What is asked. Convert the data below, from its first line through the line containing "Target: blurred sand", into a JSON list of strings with one string per line, leaving out blank lines.

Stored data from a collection

◇ ◇ ◇ ◇ ◇

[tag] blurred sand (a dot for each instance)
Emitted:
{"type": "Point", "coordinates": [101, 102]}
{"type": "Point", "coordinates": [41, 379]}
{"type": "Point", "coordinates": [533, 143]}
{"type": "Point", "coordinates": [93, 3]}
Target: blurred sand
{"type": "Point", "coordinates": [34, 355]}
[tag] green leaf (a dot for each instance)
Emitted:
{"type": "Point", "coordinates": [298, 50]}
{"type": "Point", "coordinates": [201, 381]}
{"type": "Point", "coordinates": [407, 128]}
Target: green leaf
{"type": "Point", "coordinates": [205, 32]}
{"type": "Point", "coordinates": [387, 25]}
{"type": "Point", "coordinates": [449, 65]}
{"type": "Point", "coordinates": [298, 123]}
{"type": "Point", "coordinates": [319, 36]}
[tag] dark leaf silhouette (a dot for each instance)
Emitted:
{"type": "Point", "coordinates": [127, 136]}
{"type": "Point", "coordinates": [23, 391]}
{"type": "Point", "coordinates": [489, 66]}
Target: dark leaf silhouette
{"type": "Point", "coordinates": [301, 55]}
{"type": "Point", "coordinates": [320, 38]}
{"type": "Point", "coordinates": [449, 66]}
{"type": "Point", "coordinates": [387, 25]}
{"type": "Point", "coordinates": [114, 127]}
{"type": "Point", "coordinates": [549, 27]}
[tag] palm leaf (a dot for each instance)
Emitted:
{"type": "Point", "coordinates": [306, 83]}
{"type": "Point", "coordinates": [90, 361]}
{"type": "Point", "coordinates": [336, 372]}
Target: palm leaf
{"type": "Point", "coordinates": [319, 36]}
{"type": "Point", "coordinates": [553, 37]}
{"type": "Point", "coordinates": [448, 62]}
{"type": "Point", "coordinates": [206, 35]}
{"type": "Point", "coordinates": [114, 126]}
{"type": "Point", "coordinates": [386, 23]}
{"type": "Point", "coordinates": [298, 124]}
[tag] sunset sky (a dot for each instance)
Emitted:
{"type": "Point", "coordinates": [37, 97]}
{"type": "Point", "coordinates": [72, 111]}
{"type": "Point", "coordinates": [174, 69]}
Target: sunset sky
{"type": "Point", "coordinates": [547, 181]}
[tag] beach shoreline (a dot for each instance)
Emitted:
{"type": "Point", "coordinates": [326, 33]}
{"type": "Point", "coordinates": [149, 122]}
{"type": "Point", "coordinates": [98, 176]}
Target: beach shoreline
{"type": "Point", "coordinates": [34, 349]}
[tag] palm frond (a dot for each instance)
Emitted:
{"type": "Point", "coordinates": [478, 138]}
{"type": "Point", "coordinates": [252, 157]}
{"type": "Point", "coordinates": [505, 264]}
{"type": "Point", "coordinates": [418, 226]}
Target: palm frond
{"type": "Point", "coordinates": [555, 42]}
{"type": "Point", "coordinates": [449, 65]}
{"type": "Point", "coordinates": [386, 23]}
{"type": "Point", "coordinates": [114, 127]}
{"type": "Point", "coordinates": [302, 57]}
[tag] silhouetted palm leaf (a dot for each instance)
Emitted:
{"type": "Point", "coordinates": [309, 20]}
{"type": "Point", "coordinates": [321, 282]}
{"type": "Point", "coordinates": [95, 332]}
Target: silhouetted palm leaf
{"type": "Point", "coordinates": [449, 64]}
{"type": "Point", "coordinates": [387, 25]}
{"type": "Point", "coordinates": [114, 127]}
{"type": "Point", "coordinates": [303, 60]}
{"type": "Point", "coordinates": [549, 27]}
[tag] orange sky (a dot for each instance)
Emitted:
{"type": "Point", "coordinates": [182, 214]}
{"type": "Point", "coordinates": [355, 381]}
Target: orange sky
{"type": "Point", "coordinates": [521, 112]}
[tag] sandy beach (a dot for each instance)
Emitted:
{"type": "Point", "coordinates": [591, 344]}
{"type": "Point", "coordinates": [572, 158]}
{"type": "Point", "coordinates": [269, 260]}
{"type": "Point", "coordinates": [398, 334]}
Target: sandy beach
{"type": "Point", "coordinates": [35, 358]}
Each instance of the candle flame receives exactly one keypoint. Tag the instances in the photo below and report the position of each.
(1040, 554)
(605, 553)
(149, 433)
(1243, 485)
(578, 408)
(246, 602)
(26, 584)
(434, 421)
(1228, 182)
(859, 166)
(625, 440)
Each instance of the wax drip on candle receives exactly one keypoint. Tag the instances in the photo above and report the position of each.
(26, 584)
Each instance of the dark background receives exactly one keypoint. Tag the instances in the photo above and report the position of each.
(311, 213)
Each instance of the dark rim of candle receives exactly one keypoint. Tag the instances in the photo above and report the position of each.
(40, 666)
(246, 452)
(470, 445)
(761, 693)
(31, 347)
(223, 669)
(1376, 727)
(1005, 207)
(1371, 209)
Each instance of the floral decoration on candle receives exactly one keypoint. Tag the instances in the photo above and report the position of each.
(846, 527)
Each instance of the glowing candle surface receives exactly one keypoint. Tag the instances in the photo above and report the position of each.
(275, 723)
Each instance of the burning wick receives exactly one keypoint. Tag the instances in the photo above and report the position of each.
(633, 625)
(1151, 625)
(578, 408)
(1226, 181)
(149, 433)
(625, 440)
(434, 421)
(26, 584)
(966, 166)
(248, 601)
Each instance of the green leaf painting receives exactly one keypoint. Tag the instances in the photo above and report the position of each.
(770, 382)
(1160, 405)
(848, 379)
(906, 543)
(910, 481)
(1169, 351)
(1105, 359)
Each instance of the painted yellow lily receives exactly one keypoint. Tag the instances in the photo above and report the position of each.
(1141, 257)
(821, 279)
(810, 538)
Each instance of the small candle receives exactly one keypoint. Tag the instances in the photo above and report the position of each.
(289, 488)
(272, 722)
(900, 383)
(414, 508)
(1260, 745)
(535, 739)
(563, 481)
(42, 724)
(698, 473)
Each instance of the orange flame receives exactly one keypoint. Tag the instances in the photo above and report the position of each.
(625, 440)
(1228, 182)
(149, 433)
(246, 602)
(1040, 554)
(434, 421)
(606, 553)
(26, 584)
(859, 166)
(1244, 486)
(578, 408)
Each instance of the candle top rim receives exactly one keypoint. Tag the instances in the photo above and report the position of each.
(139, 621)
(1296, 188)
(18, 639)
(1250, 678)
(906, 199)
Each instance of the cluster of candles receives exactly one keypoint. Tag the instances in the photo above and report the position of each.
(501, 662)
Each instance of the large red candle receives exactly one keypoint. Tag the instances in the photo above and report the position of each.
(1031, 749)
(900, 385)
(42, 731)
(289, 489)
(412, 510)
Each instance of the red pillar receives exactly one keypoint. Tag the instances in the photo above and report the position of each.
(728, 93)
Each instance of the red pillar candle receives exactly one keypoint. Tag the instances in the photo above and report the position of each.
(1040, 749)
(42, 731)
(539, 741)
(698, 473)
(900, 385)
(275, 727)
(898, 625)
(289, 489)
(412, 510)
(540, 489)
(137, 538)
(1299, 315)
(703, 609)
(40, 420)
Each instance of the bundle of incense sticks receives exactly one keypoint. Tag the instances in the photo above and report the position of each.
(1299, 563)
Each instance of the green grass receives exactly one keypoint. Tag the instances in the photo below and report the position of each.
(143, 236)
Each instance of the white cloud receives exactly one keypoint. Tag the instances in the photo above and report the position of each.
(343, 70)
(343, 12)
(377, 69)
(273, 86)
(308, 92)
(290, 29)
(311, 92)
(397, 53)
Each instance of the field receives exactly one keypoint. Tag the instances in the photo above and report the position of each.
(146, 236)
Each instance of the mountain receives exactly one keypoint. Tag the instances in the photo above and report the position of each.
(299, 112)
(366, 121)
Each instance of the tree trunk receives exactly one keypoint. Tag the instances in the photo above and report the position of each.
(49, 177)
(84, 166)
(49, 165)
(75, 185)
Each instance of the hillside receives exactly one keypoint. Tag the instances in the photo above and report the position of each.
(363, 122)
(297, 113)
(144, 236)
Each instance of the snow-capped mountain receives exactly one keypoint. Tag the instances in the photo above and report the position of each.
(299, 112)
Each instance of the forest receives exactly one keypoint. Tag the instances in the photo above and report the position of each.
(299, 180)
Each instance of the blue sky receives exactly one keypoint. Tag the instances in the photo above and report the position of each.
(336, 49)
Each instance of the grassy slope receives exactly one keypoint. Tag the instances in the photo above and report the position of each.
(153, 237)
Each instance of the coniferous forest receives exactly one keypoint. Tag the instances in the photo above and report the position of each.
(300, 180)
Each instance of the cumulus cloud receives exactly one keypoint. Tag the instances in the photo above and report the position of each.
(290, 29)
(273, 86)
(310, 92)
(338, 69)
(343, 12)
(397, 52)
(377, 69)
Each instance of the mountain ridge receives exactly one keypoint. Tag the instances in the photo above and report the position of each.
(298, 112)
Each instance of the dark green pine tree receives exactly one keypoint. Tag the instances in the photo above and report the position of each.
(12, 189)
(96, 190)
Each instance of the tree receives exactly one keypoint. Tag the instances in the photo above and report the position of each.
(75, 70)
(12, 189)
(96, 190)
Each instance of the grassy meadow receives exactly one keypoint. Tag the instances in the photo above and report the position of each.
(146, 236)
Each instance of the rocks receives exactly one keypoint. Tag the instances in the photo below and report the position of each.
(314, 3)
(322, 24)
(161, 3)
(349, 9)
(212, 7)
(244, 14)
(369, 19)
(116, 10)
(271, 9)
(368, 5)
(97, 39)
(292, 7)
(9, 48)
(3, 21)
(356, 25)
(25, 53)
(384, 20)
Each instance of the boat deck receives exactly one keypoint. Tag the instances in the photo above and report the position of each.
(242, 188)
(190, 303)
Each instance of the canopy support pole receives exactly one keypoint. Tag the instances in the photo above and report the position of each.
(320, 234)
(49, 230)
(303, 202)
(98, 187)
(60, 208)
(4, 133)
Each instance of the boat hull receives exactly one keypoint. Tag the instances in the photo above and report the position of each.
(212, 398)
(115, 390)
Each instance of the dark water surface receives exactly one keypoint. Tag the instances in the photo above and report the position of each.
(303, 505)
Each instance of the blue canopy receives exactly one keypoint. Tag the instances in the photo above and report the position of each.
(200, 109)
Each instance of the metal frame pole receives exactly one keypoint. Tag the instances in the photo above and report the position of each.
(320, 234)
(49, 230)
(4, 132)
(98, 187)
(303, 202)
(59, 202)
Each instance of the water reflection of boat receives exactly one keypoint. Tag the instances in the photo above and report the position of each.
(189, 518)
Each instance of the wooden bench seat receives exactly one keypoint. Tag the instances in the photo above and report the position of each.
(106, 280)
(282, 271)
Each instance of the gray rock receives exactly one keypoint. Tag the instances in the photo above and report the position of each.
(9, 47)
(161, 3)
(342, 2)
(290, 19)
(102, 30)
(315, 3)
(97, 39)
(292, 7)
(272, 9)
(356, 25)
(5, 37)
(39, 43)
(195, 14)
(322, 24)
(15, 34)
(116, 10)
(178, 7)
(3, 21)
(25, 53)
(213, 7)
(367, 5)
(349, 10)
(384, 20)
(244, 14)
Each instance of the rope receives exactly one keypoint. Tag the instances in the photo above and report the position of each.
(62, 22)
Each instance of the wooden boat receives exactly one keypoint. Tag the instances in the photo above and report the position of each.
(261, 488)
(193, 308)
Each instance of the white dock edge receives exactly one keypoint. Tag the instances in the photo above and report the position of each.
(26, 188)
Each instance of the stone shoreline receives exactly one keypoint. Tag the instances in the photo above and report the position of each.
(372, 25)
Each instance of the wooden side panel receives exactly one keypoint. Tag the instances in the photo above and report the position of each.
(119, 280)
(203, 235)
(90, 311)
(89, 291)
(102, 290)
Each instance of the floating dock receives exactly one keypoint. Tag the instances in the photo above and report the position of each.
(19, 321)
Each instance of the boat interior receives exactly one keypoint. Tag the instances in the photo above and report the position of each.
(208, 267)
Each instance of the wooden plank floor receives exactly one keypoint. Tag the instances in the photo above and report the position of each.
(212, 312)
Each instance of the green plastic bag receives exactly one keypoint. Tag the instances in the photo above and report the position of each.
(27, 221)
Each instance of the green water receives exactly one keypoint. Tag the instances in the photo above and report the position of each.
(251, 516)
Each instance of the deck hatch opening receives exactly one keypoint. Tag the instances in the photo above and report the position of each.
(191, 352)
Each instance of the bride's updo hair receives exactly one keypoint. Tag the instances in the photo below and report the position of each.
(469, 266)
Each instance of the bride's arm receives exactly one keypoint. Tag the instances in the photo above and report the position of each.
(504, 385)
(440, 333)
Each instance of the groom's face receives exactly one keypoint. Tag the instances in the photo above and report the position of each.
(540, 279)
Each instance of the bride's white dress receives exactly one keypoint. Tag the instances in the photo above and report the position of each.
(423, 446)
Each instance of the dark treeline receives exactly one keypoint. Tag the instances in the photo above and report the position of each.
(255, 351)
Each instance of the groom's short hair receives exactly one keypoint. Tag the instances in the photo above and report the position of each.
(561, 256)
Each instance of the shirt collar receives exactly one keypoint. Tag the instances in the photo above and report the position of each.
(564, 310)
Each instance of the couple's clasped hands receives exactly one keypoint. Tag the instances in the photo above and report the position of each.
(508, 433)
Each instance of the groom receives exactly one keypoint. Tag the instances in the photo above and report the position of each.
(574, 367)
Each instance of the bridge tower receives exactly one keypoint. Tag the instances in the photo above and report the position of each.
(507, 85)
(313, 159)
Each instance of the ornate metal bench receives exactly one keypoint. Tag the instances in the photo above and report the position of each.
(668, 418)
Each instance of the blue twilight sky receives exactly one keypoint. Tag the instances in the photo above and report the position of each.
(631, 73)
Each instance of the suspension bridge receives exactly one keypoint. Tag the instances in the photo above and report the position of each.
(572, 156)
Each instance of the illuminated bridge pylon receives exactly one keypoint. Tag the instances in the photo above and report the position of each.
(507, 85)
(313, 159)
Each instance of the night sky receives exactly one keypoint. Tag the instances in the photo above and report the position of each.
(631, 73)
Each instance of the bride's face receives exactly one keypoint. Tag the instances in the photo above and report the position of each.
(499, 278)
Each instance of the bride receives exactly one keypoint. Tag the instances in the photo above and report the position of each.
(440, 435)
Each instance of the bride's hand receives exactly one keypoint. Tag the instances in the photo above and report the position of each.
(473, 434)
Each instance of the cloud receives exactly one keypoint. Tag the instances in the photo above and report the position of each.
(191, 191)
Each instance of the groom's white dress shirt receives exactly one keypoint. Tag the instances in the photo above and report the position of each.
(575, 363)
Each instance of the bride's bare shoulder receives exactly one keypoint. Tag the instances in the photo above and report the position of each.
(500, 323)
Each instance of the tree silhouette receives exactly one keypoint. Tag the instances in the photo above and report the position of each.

◇ ◇ ◇ ◇ ◇

Answer in full.
[
  "[tag] blurred sand (a dot for each instance)",
  "Emitted:",
  "{\"type\": \"Point\", \"coordinates\": [101, 102]}",
  "{\"type\": \"Point\", \"coordinates\": [41, 379]}",
  "{\"type\": \"Point\", \"coordinates\": [533, 143]}",
  "{\"type\": \"Point\", \"coordinates\": [93, 3]}",
  "Target: blurred sand"
]